[Stored items]
*** Block opens ***
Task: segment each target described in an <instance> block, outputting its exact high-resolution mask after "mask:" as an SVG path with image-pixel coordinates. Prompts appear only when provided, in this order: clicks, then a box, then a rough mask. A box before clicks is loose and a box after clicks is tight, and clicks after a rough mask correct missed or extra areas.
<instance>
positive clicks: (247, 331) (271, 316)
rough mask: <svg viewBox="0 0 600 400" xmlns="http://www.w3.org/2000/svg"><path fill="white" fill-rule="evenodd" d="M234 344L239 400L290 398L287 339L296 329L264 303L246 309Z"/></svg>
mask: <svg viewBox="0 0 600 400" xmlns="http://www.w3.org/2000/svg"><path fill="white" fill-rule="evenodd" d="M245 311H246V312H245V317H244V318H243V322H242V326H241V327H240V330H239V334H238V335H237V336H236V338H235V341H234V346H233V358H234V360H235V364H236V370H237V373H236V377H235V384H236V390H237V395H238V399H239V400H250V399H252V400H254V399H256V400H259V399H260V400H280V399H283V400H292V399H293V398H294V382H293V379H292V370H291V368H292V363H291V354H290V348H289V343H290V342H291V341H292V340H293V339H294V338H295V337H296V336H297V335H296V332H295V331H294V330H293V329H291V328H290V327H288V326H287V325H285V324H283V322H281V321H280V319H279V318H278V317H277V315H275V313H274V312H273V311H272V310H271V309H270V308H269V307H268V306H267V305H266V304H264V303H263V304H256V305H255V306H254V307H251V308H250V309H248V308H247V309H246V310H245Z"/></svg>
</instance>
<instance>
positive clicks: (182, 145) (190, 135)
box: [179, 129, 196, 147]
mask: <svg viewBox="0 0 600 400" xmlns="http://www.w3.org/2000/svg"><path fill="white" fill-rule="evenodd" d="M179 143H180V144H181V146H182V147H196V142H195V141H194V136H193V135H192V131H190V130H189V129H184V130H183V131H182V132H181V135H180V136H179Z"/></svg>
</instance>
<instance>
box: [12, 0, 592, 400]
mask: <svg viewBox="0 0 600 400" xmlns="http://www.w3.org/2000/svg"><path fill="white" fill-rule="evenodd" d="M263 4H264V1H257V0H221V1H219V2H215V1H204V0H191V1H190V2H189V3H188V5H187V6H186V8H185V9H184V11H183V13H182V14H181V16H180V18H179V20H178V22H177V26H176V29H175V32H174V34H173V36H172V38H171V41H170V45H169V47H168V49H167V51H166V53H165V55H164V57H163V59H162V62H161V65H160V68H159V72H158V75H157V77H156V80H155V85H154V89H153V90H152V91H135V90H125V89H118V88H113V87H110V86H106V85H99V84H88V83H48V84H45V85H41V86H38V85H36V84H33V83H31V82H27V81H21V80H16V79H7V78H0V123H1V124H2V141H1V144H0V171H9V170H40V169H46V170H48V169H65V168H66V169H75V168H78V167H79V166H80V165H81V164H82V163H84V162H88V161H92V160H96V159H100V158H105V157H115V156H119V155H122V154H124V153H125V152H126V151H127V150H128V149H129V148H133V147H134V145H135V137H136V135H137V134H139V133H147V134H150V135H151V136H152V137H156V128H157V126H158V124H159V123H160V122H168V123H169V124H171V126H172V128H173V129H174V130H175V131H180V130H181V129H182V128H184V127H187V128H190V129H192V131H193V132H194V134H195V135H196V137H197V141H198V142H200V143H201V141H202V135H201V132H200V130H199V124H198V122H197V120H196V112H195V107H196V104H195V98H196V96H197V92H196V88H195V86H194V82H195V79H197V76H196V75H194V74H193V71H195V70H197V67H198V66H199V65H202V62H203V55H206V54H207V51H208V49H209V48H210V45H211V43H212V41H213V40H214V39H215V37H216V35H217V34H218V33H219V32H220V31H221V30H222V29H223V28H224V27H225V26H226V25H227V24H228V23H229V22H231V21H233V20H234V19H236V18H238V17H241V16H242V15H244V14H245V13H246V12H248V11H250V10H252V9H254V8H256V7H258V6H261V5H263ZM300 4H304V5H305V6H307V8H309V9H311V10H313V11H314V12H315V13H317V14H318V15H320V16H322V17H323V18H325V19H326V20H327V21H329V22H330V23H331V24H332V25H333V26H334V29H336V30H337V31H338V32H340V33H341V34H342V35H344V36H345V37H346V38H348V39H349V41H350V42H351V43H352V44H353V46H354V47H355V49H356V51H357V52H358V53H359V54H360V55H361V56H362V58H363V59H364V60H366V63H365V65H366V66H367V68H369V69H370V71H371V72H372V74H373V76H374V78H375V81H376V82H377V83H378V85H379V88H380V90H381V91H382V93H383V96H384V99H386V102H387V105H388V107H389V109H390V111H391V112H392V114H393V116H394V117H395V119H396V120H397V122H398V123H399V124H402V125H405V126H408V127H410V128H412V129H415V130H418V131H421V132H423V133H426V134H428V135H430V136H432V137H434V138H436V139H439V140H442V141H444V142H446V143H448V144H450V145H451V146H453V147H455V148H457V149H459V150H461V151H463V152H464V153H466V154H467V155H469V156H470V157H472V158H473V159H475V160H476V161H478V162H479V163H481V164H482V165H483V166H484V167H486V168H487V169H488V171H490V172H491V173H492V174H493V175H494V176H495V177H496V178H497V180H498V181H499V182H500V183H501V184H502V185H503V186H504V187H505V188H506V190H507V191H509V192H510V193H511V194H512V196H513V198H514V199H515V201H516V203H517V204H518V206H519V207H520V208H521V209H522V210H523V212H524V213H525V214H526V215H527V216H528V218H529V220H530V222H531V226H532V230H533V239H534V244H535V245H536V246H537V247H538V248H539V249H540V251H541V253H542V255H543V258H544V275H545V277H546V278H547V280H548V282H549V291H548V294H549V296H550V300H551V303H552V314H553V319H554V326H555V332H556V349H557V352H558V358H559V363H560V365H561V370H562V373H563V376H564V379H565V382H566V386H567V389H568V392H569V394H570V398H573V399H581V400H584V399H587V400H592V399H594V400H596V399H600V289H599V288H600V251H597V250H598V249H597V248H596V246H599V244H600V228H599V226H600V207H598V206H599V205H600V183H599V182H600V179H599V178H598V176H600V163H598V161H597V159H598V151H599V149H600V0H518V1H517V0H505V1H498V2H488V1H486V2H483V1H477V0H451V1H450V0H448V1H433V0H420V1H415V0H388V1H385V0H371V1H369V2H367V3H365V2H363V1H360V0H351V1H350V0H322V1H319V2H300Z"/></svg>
*** Block closes ***
> Brief
Copy each record from above without leaving any out.

> Reply
Task: segment each target described in an <instance> block, outputting its exact high-resolution mask after "mask:" as an SVG path with image-pixel coordinates. Prompts appear only when provided, in this order: clicks, then a box, then a rough mask. A box before clicks is loose and a box after clicks is tight, and clicks after a rough mask correct missed or extra areas.
<instance>
positive clicks: (247, 331) (271, 316)
rough mask: <svg viewBox="0 0 600 400" xmlns="http://www.w3.org/2000/svg"><path fill="white" fill-rule="evenodd" d="M234 344L239 400L290 398L287 339L296 329L264 303L246 309Z"/></svg>
mask: <svg viewBox="0 0 600 400" xmlns="http://www.w3.org/2000/svg"><path fill="white" fill-rule="evenodd" d="M245 311H246V312H245V317H244V318H243V322H242V326H241V327H240V330H239V334H238V335H237V336H236V338H235V341H234V346H233V358H234V360H235V364H236V370H237V373H236V377H235V384H236V390H237V395H238V399H239V400H250V399H252V400H254V399H256V400H259V399H260V400H280V399H283V400H292V399H293V398H294V382H293V379H292V370H291V368H292V363H291V354H290V348H289V343H290V342H291V341H292V340H293V339H294V338H295V337H296V336H297V335H296V332H295V331H294V330H293V329H291V328H290V327H288V326H287V325H285V324H283V322H281V321H280V319H279V318H278V317H277V315H275V313H274V312H273V311H272V310H271V309H270V308H269V307H268V306H267V305H266V304H264V303H263V304H256V305H255V306H254V307H251V308H250V309H248V308H247V309H246V310H245Z"/></svg>
</instance>
<instance>
positive clicks: (182, 145) (190, 135)
box: [179, 129, 196, 147]
mask: <svg viewBox="0 0 600 400" xmlns="http://www.w3.org/2000/svg"><path fill="white" fill-rule="evenodd" d="M179 143H180V144H181V146H182V147H196V142H195V141H194V136H193V135H192V131H190V130H189V129H184V130H183V131H182V132H181V135H180V136H179Z"/></svg>
</instance>
<instance>
box: [12, 0, 592, 400]
mask: <svg viewBox="0 0 600 400" xmlns="http://www.w3.org/2000/svg"><path fill="white" fill-rule="evenodd" d="M263 4H264V1H257V0H221V1H219V2H215V1H204V0H191V1H190V2H189V3H188V5H187V6H186V8H185V9H184V11H183V13H182V14H181V16H180V18H179V20H178V22H177V26H176V29H175V32H174V34H173V36H172V38H171V41H170V45H169V47H168V49H167V51H166V53H165V55H164V57H163V59H162V62H161V65H160V68H159V72H158V75H157V77H156V80H155V85H154V89H153V90H152V91H135V90H125V89H118V88H113V87H110V86H106V85H99V84H88V83H48V84H45V85H41V86H38V85H36V84H33V83H31V82H27V81H21V80H16V79H7V78H0V123H1V124H2V141H1V144H0V171H9V170H40V169H46V170H48V169H65V168H66V169H75V168H78V167H79V166H80V165H81V164H82V163H84V162H88V161H92V160H96V159H100V158H105V157H115V156H119V155H122V154H124V153H125V152H126V151H127V150H128V149H129V148H133V147H134V145H135V137H136V135H137V134H139V133H147V134H150V135H151V136H152V137H156V128H157V126H158V124H159V123H160V122H168V123H169V124H171V126H172V128H173V129H174V130H175V131H180V130H181V129H182V128H184V127H187V128H190V129H192V131H193V132H194V134H195V135H196V137H197V141H198V142H200V143H201V141H202V135H201V132H200V130H199V124H198V122H197V120H196V112H195V107H196V104H195V98H196V96H197V92H196V88H195V86H194V82H195V79H197V76H196V75H194V74H193V71H195V70H197V67H198V66H199V65H202V62H203V55H206V54H207V51H208V49H209V48H210V45H211V43H212V41H213V40H214V39H215V37H216V35H217V34H218V33H219V32H220V31H221V30H222V29H223V28H224V27H225V26H226V25H227V24H228V23H229V22H231V21H233V20H234V19H236V18H238V17H241V16H242V15H244V14H245V13H246V12H248V11H250V10H252V9H254V8H256V7H258V6H261V5H263ZM300 4H304V5H305V6H307V8H309V9H311V10H313V11H314V12H315V13H317V14H318V15H320V16H322V17H323V18H325V19H326V20H327V21H329V22H330V23H331V24H332V25H333V26H334V29H336V30H337V31H338V32H340V33H341V34H342V35H344V36H345V37H346V38H348V39H349V41H350V42H351V43H352V44H353V46H354V47H355V49H356V51H357V52H358V53H359V54H360V55H361V56H362V58H363V59H364V60H366V63H365V65H366V66H367V68H369V69H370V71H371V72H372V74H373V76H374V78H375V81H376V82H377V83H378V85H379V88H380V90H381V91H382V93H383V96H384V99H386V102H387V105H388V107H389V109H390V111H391V112H392V114H393V116H394V117H395V119H396V120H397V122H398V123H399V124H402V125H405V126H408V127H410V128H412V129H415V130H418V131H421V132H423V133H426V134H428V135H430V136H432V137H434V138H436V139H439V140H442V141H444V142H446V143H448V144H450V145H451V146H453V147H455V148H457V149H459V150H461V151H463V152H464V153H466V154H467V155H469V156H470V157H472V158H473V159H475V160H476V161H478V162H479V163H481V164H482V165H483V166H484V167H486V168H487V169H488V171H490V172H491V173H492V174H493V175H494V176H495V177H496V178H497V180H498V181H499V182H500V183H501V184H502V185H503V186H504V187H505V188H506V190H507V191H509V192H510V193H511V194H512V196H513V198H514V199H515V201H516V203H517V204H518V206H519V207H520V208H521V209H522V210H523V212H524V213H525V214H526V215H527V216H528V218H529V220H530V222H531V226H532V230H533V239H534V244H535V245H536V246H537V247H538V248H539V249H540V251H541V253H542V255H543V258H544V275H545V277H546V278H547V280H548V282H549V291H548V294H549V296H550V300H551V303H552V314H553V319H554V326H555V332H556V349H557V352H558V358H559V363H560V365H561V370H562V373H563V376H564V379H565V382H566V386H567V389H568V392H569V394H570V398H573V399H581V400H584V399H587V400H592V399H594V400H596V399H600V289H599V288H600V251H597V250H598V249H597V248H596V246H599V244H600V228H599V226H600V207H598V206H599V205H600V183H599V182H600V179H599V178H598V176H600V163H598V161H597V159H598V151H599V149H600V0H518V1H517V0H505V1H498V2H488V1H486V2H483V1H477V0H451V1H450V0H448V1H433V0H420V1H415V0H388V1H385V0H371V1H369V2H367V3H365V2H363V1H360V0H351V1H350V0H322V1H319V2H300Z"/></svg>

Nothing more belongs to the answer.